**What is being asked**: Reproduce the lines of the records below from the line with "the horse's mane" through the end of the records, character for character.

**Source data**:
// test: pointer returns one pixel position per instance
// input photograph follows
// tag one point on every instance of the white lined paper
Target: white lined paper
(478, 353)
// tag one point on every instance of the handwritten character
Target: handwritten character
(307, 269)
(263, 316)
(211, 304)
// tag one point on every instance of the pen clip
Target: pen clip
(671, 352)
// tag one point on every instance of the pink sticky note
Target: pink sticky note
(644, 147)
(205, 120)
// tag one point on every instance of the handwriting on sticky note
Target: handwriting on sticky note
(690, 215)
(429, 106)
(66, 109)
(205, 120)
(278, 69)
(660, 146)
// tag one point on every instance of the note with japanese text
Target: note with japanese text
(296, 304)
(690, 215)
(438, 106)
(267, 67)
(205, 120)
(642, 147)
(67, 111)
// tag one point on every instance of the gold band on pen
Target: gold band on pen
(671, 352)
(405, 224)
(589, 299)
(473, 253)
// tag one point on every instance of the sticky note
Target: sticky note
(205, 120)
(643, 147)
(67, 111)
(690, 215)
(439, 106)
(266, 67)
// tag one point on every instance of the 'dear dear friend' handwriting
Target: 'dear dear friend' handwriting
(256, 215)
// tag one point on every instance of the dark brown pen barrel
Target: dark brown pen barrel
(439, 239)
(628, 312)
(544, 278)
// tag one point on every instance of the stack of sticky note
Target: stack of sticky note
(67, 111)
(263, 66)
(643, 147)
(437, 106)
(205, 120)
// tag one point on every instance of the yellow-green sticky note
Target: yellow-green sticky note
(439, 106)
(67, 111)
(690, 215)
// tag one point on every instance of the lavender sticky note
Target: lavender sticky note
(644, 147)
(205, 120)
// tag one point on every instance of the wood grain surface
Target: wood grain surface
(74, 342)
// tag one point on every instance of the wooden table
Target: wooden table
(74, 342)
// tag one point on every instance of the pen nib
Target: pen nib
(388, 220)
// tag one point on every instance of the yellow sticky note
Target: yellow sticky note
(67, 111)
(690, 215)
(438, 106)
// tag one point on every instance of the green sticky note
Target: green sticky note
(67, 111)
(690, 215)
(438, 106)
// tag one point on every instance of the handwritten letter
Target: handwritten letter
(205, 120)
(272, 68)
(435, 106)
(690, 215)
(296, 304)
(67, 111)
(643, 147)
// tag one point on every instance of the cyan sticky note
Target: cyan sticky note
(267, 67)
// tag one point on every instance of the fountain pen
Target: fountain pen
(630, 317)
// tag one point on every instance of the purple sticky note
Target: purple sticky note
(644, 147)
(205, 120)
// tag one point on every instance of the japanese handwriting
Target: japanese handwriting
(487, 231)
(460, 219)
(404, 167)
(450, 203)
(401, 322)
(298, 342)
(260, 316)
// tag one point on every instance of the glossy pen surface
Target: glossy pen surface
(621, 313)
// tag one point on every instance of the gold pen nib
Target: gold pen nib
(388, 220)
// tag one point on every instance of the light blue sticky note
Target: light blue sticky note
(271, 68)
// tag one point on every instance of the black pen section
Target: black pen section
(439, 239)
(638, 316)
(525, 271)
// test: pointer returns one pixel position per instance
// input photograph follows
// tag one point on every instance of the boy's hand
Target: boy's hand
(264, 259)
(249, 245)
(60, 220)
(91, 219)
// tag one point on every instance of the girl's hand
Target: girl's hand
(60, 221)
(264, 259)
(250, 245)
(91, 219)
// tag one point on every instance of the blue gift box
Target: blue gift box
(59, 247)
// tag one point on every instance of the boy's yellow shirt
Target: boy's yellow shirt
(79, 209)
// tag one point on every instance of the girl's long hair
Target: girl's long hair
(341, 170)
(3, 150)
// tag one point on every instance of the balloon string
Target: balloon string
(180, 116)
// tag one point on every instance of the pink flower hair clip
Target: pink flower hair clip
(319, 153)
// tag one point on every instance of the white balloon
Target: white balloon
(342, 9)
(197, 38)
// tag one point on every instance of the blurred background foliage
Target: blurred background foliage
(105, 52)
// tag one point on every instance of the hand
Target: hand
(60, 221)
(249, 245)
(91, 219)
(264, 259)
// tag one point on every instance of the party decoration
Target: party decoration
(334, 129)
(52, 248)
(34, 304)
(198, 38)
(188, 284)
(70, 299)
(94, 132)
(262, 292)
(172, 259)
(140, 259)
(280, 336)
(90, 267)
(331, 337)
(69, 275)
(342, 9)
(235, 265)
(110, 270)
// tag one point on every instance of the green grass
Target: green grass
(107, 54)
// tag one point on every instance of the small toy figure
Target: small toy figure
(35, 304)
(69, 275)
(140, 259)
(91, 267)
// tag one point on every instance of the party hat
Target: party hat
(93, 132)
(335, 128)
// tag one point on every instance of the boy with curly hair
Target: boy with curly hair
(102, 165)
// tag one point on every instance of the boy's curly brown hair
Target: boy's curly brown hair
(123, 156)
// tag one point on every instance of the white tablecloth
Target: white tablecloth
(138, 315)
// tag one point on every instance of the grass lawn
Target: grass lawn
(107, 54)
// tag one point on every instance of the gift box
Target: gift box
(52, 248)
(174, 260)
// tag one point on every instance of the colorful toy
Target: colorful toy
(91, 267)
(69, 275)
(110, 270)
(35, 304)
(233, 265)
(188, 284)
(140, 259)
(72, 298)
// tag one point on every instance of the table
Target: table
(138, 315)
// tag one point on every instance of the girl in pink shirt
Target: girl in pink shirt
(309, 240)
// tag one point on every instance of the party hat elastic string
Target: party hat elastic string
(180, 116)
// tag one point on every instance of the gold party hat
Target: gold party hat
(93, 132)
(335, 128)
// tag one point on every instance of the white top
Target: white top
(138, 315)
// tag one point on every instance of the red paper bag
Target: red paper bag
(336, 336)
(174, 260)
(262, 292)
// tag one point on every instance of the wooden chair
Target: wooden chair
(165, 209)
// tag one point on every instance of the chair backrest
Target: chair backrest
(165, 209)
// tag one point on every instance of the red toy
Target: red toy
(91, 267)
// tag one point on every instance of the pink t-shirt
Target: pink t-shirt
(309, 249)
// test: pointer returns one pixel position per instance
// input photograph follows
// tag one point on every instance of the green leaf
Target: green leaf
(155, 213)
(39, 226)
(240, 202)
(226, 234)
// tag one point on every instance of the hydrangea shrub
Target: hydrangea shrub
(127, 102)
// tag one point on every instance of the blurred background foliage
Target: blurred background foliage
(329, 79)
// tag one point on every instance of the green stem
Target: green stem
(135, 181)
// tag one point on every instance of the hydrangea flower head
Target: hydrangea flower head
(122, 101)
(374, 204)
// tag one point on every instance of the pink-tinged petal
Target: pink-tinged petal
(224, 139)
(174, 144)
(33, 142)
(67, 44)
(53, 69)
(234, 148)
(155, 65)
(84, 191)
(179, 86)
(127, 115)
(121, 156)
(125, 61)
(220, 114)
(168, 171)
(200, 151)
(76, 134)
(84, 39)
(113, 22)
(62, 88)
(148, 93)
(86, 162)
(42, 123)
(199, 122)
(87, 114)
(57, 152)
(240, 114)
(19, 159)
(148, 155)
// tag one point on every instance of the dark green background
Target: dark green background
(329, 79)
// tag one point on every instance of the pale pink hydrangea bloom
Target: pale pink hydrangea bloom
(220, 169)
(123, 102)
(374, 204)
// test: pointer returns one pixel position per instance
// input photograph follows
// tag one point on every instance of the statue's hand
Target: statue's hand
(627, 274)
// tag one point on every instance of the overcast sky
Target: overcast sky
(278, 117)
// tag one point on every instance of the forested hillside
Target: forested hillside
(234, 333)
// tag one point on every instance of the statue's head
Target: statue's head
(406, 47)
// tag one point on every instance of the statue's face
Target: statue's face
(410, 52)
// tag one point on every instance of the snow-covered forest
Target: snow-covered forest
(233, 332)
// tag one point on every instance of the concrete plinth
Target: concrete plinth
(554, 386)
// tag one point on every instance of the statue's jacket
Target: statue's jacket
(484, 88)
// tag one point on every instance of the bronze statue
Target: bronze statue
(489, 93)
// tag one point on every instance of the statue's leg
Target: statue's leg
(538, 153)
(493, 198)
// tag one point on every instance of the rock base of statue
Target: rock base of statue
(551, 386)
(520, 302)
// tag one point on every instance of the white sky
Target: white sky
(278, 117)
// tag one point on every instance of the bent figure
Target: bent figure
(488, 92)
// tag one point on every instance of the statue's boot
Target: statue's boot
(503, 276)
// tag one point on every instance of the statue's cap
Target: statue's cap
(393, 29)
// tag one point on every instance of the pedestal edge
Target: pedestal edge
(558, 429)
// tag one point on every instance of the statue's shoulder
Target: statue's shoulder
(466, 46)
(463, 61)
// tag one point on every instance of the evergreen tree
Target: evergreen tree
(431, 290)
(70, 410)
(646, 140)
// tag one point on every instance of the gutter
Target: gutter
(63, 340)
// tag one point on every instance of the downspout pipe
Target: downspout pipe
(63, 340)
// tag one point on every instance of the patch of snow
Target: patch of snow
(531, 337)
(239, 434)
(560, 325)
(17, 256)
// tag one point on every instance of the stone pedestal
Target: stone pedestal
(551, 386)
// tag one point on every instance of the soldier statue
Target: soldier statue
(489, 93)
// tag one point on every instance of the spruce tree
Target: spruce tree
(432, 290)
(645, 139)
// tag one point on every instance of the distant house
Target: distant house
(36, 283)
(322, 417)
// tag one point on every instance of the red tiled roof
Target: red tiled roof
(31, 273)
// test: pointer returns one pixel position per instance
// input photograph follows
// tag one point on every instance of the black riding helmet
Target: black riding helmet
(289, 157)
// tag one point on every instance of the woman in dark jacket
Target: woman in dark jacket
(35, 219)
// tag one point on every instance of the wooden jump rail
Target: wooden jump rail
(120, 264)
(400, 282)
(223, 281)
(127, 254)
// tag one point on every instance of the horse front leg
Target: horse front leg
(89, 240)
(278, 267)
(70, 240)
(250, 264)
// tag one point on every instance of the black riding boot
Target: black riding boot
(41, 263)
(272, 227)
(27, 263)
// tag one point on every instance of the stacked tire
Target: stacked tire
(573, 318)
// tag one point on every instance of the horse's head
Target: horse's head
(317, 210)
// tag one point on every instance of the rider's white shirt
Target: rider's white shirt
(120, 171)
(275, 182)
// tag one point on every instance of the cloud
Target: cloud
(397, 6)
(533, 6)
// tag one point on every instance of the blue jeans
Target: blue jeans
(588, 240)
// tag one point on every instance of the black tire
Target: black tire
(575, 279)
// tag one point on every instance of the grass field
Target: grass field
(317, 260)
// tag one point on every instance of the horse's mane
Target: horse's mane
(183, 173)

**Finished task**:
// tag one point on every instance of the horse's mane
Target: horse's mane
(183, 173)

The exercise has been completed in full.